Directions for this task:
Print back every record below, exactly as it stands.
-------- Available records --------
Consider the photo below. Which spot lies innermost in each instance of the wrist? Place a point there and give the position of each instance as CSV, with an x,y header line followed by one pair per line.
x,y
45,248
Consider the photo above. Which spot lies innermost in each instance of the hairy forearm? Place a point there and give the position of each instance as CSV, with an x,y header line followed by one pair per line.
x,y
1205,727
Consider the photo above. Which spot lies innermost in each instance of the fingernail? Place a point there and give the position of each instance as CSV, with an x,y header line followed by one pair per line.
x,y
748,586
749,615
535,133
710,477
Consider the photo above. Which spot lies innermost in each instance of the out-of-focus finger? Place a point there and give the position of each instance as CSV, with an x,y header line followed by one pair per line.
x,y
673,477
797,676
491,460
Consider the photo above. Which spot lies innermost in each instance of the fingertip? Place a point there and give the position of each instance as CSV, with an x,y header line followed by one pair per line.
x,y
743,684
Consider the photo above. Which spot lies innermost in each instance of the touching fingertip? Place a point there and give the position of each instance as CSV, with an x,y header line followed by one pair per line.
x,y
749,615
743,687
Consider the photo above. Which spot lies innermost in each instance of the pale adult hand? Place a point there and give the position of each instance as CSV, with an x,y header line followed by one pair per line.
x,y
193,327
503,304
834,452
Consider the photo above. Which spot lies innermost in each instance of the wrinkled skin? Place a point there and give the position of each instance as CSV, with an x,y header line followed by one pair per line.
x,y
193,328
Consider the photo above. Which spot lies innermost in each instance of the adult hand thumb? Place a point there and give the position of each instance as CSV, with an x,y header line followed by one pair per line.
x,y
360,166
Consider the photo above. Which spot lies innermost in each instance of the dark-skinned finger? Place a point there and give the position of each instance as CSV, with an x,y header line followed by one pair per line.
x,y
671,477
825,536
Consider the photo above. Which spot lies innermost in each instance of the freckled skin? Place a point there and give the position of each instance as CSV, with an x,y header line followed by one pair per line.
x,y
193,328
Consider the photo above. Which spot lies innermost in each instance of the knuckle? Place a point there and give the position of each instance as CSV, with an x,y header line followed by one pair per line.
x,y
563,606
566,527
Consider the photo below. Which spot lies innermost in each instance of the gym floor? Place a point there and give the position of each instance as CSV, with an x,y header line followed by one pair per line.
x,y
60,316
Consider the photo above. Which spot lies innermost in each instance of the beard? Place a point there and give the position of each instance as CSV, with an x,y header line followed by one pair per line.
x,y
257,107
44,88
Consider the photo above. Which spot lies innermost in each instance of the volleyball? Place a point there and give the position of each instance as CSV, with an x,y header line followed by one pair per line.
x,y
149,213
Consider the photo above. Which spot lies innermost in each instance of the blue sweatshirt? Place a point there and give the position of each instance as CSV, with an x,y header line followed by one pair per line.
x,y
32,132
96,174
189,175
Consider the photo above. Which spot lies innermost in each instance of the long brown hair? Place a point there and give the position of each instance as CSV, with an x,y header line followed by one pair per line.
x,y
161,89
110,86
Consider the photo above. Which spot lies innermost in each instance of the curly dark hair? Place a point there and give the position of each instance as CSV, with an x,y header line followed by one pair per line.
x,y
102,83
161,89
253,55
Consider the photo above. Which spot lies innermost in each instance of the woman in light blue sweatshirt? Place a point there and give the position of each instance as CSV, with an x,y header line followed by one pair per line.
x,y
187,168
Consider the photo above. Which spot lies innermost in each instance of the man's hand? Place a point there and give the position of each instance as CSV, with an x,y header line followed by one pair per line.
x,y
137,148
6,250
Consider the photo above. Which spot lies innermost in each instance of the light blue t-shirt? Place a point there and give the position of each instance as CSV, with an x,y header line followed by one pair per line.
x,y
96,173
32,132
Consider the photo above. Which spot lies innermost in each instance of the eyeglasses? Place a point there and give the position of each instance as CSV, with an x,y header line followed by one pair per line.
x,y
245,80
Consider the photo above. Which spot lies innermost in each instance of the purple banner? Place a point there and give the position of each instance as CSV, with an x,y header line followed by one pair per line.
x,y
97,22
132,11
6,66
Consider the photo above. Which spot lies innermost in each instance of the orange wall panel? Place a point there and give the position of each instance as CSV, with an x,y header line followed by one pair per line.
--------
Answer box:
Consider the photo below. Which spot lies innermost in each instance of the wrist? Place a point there and give the position of each instance as CSV, with an x,y header line followed by one pair per line.
x,y
45,248
Consider the photo above. Which spot lies innermost in each instance of the hairy forearm? Place a point there and give the position of each instance as CSV, with an x,y header line followed by one pair per line.
x,y
1205,727
Consider the photo above. Which spot lies innermost in each instance of the fingernail? Place a point there and give the position of each instance as CSV, with an x,y header line followed by one pair per line.
x,y
748,586
749,615
535,133
710,477
Consider the photo above. Which spot lies innermost in each instance of the out-of-focus finger? Place a point there and give the position of each instance as CSV, with an x,y header line followed by one pair per line.
x,y
673,477
797,676
491,460
Consider the photo above. Which spot lies innermost in each instance of the fingertip? Place a point there and give the position of each instance as CSV, with an x,y header line followed by one pair per line.
x,y
743,684
Consider the photo above. Which spot lies innermost in each instance of the touching fingertip? Place a point there and give the position of each instance as CSV, with an x,y header line followed by one pair per line.
x,y
749,615
743,687
Consider the photo above. Which spot lies innermost in each instance of the pale adult hand? Place a point there and give the position of each instance as CSV, with an x,y header line followed by one pair per line.
x,y
193,327
503,304
834,452
Consider the photo above. Which spot lies innermost in each instance of the wrinkled skin? Place a point there and give the position of each instance as CSV, with an x,y header line followed by one pair per line.
x,y
193,328
Consider the photo above. Which spot lies innermost in each instance of the adult hand thumb? Place a point there and give the position of each instance as CSV, with an x,y header line followed by one pair per line.
x,y
360,166
Consider the photo above. Which spot lies innermost in each instance of the dark-skinned finger? Place a point there and give the position of each instance as CSV, with an x,y header line followed by one pair per line.
x,y
671,477
825,536
Consider the photo above. Which spot lies innermost in each instance of the freckled skin? Place a point there and give the position of each instance as CSV, with an x,y header line followed by one pair per line.
x,y
193,328
Consider the photo above. Which spot lies innermost in each instance of the knuckle? Place a point there and give the position of each instance as CSV, with an x,y header line followed by one pair per line.
x,y
563,606
566,527
Consider the photo below. Which spot lies innermost in each instance of the gym floor? Place a point there and give the position of each instance as CSV, with an x,y header line followed by one pair per line.
x,y
60,316
Consider the photo above. Which spot lies innermost in each instance of the beard? Place a point there and give the position of each instance as CSV, with an x,y header line followed by one pair per line.
x,y
257,107
44,88
Consider the photo above. Which spot lies innermost in each instance of the volleyball? Place a point there and give the position of each instance as CSV, with an x,y header line followed by one pair per line.
x,y
149,213
Consider the photo above. Which spot lies innermost in each instance of the blue sweatshirt? Place a point there and give the position of each instance as CSV, with an x,y header line followed by one pair per line.
x,y
32,132
96,174
189,175
Consider the photo above. Which spot lies innermost in each instance of the long brown hair? Place a point there and give the position of each instance as CSV, with an x,y header line followed by one pair per line.
x,y
161,89
110,86
Consider the photo above. Which spot lies innermost in each instance of the curly dark hair? Place a point there and give the position of each instance as CSV, with an x,y header line followed by one pair per line.
x,y
102,83
161,89
253,55
Consider the photo above. Which spot lies innermost in each instance of the woman in light blue sweatshirt? Place a point there and give the position of each instance as CSV, with an x,y header line followed by one pair per line.
x,y
187,168
Consider the photo above. Which spot lies innermost in each instance of the man's hand? Place a point there and give the position of each instance as CSV, with an x,y header line followed by one pair per line.
x,y
137,148
6,250
Consider the photo above. Which spot lies innermost in each instance of the light blue t-shirt? Place a point there and give the position of each instance as CSV, with an x,y header line followed by one pair per line.
x,y
96,173
32,132
Consider the photo above. Which spot lies innermost in each instance of the eyeglasses? Place a point there and give the position of each instance as CSV, with an x,y header line followed by one pair per line.
x,y
245,80
Consider the photo above. Which spot lies innermost in each instance of the purple banner? Place a point there and give the position of each instance as CSV, with an x,y header line followed by one pair per line.
x,y
97,22
132,11
6,66
Consider the photo above. Which spot lies innermost in each instance of the orange wall panel? Place a point there and give the position of each instance as CSV, with an x,y header line followed by one pair per line.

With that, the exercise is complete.